:: Text for analysis ::
== == ==

Crown Prince of Ryukyu
- In office 1669–1706
- Monarch: Shō Tei

Personal details
- Born: Umitukugani (思徳金) 15 February 1660 Shuri, Ryukyu Kingdom
- Died: 2 February 1707 (aged 46) Shuri, Ryukyu Kingdom
- Resting place: Tamaudun
- Spouse(s): Giun, Kikoe-ōkimi-ganashi
- Children: Shō Eki Umimazurugani, Princess Kokuba Shō Kan, Prince Noguni Chōchoku Shō Sei, Prince Goeku Chōtoku
- Parents: Shō Tei (father); Gesshin, Kikoe-ōkimi-ganashi (mother);

= Shō Jun (1660–1707) =

Shō Jun (尚純) was a Crown Prince of the Ryūkyū Kingdom, the son of King Shō Tei.

== == ==

:: What you should do ::
Continue the biography of Shō Jun from the point where it stops. The records have nothing to do with this.

Records taken from a collection
== == ==

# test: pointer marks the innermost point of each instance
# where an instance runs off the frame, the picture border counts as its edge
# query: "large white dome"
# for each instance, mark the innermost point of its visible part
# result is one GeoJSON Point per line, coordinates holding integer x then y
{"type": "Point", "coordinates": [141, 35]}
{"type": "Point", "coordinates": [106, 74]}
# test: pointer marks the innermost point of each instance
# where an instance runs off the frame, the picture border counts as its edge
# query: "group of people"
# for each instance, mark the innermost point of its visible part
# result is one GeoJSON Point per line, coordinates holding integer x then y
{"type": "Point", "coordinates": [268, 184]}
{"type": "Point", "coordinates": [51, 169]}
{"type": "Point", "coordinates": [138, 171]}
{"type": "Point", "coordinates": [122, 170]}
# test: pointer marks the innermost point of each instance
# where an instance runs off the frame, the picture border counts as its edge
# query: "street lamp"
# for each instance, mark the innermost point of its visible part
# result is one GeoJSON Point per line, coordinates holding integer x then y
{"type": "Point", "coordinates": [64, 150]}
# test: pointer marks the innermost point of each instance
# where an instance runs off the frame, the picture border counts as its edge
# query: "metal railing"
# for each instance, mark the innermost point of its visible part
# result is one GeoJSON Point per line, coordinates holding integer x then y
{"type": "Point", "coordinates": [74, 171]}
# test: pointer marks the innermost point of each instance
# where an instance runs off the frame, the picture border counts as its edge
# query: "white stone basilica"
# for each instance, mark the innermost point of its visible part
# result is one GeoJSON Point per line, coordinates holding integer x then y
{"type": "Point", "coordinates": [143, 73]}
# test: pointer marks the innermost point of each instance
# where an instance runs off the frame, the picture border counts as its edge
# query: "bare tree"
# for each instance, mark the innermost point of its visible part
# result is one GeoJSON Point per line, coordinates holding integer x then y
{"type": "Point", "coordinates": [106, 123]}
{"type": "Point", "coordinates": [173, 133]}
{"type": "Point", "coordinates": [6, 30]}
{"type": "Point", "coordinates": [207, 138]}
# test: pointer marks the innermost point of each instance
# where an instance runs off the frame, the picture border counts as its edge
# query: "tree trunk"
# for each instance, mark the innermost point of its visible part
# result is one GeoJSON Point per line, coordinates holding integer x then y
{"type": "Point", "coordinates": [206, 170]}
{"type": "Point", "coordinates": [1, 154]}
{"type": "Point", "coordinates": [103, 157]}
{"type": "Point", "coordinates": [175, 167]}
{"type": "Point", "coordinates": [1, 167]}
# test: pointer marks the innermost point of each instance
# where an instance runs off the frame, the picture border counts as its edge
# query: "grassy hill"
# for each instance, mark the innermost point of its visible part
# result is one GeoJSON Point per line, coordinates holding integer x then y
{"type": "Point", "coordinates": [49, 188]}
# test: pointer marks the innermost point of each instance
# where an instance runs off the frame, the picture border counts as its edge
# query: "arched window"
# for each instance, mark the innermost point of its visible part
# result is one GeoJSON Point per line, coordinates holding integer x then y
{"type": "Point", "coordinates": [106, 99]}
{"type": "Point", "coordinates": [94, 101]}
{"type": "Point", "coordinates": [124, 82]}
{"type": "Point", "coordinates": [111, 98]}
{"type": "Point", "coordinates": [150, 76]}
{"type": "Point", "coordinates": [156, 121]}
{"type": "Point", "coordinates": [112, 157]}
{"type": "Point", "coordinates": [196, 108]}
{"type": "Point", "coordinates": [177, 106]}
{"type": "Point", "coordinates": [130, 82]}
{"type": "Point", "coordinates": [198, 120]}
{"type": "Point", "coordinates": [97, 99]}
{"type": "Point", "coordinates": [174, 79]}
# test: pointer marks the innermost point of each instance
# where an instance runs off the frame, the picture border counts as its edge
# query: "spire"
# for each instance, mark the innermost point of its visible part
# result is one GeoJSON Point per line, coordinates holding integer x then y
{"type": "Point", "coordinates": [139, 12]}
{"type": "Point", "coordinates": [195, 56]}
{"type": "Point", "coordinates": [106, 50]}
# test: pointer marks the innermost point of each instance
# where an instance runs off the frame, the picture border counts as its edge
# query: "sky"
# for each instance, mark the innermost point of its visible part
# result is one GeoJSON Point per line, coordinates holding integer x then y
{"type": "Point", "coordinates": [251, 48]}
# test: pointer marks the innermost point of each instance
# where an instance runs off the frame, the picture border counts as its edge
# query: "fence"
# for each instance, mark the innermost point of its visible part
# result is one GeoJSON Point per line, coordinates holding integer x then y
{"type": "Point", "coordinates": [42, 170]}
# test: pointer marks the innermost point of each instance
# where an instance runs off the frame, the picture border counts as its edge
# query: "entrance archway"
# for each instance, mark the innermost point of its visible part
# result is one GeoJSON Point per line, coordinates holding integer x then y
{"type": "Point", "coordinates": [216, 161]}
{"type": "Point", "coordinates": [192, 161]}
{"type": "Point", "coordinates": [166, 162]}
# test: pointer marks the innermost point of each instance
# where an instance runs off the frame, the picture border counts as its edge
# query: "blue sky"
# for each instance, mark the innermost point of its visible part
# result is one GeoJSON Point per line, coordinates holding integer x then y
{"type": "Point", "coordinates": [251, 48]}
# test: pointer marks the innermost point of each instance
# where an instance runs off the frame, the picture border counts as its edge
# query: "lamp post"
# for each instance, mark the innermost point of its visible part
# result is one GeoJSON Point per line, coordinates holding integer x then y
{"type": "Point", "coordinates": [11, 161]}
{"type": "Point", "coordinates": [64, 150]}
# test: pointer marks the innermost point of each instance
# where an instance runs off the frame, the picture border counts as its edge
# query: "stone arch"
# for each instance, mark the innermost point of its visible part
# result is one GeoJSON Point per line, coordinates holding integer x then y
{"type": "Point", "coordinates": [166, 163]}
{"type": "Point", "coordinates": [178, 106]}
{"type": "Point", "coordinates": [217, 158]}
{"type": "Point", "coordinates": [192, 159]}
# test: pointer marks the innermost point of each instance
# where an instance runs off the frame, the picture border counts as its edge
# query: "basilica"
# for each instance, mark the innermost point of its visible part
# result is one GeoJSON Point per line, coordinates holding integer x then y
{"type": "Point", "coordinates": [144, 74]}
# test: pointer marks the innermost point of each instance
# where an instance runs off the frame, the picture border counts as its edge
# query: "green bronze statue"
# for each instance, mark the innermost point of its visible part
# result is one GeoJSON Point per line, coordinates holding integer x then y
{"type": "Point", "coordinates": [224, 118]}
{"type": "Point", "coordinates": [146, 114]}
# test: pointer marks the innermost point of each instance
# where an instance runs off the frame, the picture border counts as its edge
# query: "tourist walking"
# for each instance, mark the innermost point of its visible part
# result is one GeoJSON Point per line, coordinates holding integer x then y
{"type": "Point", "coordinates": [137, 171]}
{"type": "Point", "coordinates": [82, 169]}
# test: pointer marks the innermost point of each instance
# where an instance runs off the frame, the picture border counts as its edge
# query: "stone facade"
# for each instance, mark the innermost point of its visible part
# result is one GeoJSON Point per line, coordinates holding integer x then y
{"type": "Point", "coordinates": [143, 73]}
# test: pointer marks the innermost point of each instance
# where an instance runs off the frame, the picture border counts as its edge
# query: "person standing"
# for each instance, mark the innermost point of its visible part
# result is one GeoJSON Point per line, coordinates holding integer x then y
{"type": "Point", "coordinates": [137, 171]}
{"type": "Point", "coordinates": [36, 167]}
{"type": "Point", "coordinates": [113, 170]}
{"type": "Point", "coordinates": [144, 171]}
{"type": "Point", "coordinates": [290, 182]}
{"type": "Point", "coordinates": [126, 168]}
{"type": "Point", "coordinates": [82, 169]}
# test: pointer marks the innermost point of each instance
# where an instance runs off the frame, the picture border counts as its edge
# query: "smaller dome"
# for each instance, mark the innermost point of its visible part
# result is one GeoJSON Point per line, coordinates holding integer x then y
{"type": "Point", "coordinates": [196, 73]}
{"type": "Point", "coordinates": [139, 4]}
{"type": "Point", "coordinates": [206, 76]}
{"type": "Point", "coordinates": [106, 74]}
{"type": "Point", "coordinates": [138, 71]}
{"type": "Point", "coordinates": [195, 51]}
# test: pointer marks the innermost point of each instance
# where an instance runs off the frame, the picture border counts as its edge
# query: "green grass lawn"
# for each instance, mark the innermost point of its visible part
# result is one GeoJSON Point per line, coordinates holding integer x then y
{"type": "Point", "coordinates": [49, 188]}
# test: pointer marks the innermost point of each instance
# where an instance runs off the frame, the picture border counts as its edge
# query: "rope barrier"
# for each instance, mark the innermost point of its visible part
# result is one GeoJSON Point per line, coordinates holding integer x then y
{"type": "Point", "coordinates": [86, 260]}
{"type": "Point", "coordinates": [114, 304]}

== == ==

:: Response to this exercise ::
At the age of 9, he was named Prince of Nakagusuku, and given Sashiki and Nakagusuku magiri as his domains. His domain was changed to that of Kume Gushikawa magiri in 1676, and to Sashiki and Nakazato magiri in 1689.

He died in 1707 before being able to succeed to the throne of the kingdom, and was entombed in the royal mausoleum of Tamaudun.